* start Data section *

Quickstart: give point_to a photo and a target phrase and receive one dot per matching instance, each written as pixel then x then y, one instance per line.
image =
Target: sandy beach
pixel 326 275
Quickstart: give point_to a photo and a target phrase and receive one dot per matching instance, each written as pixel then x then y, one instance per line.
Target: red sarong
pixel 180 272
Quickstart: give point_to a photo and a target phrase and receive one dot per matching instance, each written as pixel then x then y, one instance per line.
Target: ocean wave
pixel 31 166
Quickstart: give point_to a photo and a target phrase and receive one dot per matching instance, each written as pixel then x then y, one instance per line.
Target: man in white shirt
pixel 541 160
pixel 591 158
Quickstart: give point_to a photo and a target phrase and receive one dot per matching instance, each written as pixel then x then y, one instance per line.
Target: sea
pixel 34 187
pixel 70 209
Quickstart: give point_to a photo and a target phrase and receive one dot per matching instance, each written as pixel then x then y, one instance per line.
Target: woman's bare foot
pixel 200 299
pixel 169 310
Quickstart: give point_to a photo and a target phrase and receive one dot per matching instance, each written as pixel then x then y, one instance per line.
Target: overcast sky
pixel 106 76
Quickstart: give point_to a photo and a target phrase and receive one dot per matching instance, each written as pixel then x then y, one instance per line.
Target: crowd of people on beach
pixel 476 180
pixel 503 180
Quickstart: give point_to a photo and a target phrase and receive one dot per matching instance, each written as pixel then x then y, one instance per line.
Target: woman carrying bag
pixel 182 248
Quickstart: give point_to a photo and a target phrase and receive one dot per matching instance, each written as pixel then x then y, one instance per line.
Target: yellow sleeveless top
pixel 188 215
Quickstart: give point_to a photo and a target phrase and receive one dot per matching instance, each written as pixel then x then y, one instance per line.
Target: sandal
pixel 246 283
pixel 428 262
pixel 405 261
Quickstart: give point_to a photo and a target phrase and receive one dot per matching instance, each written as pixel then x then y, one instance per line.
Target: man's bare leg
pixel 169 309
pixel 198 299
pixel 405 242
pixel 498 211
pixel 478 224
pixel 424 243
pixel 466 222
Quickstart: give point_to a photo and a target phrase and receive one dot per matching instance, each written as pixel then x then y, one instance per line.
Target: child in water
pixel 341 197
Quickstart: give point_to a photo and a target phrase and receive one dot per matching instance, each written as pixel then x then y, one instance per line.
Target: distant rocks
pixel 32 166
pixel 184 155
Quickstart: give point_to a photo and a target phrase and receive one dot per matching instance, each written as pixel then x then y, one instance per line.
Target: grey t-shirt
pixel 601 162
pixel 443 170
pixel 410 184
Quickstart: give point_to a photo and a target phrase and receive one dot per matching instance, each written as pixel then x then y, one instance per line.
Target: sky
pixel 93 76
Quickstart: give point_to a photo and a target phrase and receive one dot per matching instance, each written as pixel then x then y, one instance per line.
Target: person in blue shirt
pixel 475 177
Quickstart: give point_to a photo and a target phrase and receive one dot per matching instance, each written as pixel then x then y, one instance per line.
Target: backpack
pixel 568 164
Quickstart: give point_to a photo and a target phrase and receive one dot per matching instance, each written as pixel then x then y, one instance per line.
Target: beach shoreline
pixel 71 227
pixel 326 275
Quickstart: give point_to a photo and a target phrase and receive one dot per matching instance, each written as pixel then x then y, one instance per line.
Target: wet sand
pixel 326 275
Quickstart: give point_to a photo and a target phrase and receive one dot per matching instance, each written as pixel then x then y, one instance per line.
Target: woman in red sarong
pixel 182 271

* end Data section *

> The exercise
Reproduce every line of the material above without any changes.

> Result of this exercise
Quickstart: give point_to a photo and a target phrase and receive one dot per matching instance, each written as pixel then x then y, one instance per line.
image =
Target: sandy beach
pixel 326 275
Quickstart: give point_to a photo and a target phrase and receive one dot per matching instance, each written as pixel then x then y, one instance per line.
Target: red sarong
pixel 180 272
Quickstart: give point_to a photo and a target phrase and receive one dot per matching instance, each written as pixel then x then y, one instance per line.
Target: ocean wave
pixel 31 166
Quickstart: give point_to a photo and a target phrase and receive one dot per matching instance, each written as pixel then x then y, one instance per line.
Target: man in white shirt
pixel 541 160
pixel 591 158
Quickstart: give point_to a photo and a target phrase and receive one dot per matching instance, each written as pixel then x then y, one instance per line.
Target: sea
pixel 34 187
pixel 70 209
Quickstart: give point_to a photo and a target phrase and receive one dot per matching instance, each written as pixel then x then y, one instance per line.
Target: woman's bare foot
pixel 200 299
pixel 169 310
Quickstart: give point_to a photo and a target phrase and receive one dot per matching instance, each written as pixel then x then y, one instance per line.
Target: overcast sky
pixel 106 76
Quickstart: give point_to a photo and a target phrase and receive one dot per matching instance, each written as pixel then x then y, one instance per line.
Target: crowd of people on beach
pixel 476 180
pixel 503 180
Quickstart: give point_to a photo and a target phrase and receive one dot per matching instance, each written as pixel then x then y, one instance per line.
Target: woman carrying bag
pixel 182 248
Quickstart: give point_to a photo and a target phrase and receive one dot per matching instance, each written as pixel then x then y, one instance per line.
Target: yellow sleeveless top
pixel 188 215
Quickstart: give point_to a photo and a target phrase and receive one dot per matching instance, each written as pixel then x then y, one instance per line.
Target: sandal
pixel 246 283
pixel 428 262
pixel 405 261
Quickstart: give point_to a photo and a target phrase and receive one dot per matching instance, each written as pixel then x then y, one instance per line.
Target: man's bare leg
pixel 169 309
pixel 198 299
pixel 405 242
pixel 498 211
pixel 478 224
pixel 424 243
pixel 466 222
Quickstart: give point_to a photo and a target phrase and receive one dot per matching instance, each written as pixel then x then y, one instance per line.
Target: child in water
pixel 341 197
Quickstart: give point_to a photo and a target phrase and receive one dot per matching instance, each written as pixel then x then y, one instance per line.
Target: distant rocks
pixel 32 166
pixel 184 155
Quickstart: give point_to a photo and a target phrase and receive one dot per matching instance, each written as pixel then x then y, one instance per line.
Target: grey t-shirt
pixel 601 162
pixel 443 170
pixel 410 184
Quickstart: give point_to a photo and a target phrase and receive one dot per matching instance, each written as pixel then x then y, one instance per line.
Target: sky
pixel 93 76
Quickstart: give point_to a photo and a target phrase and receive one dot per matching instance, each written as pixel then x then y, one instance per line.
Target: person in blue shirt
pixel 475 177
Quickstart: give point_to a photo and a target phrase and receive one dot per matching instance, each written as pixel then x then y, one instance per line.
Target: backpack
pixel 568 164
Quickstart: give point_to a photo and a target phrase and receive one dot per matching instance, each written as pixel then x then y, one instance per line.
Target: beach shoreline
pixel 71 227
pixel 326 275
Quickstart: give point_to a photo and a target phrase and receive one dot per matching instance, each written as pixel then x then y, one instance per line.
Target: wet sand
pixel 326 275
Quickstart: give point_to a photo and a target phrase and receive one dot per matching instance, each written as pixel then x then y, one instance per line.
Target: woman in red sarong
pixel 182 271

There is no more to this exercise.